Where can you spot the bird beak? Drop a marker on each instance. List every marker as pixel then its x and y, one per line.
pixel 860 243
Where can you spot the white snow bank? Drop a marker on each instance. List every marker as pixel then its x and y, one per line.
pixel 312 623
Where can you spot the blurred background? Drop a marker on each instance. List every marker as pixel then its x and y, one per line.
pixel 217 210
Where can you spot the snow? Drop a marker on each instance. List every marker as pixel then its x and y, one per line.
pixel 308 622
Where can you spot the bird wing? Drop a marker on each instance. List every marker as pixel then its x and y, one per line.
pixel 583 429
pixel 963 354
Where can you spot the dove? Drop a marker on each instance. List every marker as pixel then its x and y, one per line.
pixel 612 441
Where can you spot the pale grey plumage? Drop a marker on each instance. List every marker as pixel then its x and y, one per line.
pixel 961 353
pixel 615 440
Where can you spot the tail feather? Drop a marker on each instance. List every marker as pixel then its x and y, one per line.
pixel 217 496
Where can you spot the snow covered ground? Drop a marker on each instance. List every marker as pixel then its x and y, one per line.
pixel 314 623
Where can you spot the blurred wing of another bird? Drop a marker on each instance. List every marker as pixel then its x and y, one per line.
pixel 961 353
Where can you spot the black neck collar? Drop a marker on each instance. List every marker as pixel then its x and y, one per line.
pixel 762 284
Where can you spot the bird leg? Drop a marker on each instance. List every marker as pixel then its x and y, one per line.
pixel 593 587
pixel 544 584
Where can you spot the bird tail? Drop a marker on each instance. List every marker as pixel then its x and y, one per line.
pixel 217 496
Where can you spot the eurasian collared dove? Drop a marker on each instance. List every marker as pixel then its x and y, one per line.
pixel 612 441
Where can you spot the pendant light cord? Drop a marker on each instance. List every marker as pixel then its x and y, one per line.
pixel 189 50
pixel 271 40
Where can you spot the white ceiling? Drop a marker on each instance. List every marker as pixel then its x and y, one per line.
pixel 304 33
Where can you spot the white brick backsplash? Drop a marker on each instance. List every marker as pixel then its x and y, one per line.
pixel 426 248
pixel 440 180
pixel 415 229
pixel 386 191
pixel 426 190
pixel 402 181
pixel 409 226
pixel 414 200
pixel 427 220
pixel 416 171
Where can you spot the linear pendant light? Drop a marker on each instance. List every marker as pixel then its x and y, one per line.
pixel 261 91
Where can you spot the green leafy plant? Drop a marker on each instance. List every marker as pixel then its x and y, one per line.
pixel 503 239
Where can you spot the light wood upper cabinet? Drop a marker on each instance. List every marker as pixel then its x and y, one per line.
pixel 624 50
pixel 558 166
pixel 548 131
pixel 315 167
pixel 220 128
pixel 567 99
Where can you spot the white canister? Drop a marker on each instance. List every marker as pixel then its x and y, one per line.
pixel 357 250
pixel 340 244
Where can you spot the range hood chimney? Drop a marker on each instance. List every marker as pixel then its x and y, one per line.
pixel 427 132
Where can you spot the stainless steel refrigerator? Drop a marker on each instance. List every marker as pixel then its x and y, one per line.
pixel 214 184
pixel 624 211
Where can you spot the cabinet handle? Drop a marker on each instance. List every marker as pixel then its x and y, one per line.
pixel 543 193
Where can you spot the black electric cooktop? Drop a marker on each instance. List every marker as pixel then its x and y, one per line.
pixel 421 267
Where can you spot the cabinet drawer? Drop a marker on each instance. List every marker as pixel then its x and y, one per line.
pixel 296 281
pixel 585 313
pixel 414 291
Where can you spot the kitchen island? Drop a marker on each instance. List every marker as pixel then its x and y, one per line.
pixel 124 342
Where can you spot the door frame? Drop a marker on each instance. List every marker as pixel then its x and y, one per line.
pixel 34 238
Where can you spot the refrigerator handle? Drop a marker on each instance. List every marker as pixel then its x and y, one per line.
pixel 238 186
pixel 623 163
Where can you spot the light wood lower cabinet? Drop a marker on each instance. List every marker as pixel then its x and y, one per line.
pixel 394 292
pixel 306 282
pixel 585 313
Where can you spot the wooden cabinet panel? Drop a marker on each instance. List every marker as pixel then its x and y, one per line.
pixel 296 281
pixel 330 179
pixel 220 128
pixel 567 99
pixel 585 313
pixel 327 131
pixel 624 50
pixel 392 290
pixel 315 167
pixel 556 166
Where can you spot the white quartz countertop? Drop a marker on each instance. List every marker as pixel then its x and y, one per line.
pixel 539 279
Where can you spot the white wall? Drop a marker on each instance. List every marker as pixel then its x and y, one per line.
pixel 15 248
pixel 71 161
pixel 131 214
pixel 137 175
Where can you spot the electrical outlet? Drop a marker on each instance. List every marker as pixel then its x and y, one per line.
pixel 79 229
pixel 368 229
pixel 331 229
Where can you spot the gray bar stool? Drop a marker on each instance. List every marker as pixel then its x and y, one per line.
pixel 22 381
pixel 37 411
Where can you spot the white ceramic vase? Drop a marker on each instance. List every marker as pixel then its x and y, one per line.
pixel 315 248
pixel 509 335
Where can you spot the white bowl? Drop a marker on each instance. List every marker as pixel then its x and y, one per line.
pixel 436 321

◆ ◆ ◆ ◆ ◆ ◆ ◆

**Task brief**
What is needed is an exact printout of every line from the one with "Where can you spot the white wall?" through the end of the data, including both, and nothing more.

**Exercise output**
Where can you spot the white wall? Drop a marker on each instance. List every marker as pixel then its x and y, one per line.
pixel 15 248
pixel 71 161
pixel 131 214
pixel 137 175
Where can you spot the electrical outlet? Drop a marker on each instance. List every marker as pixel then its x and y, one per line.
pixel 79 229
pixel 368 229
pixel 331 229
Where can you spot the gray bar stool? Drop a marker on each instance. List every marker as pixel then its x and y, one per line.
pixel 22 381
pixel 37 411
Where can you spot the white ceramic vase? Drop a marker on each instance. List every marker as pixel then its x and y, one per line.
pixel 315 248
pixel 509 335
Where can you spot the white bowl? Drop a marker on each instance. List every marker as pixel then its x and y, one per line.
pixel 436 321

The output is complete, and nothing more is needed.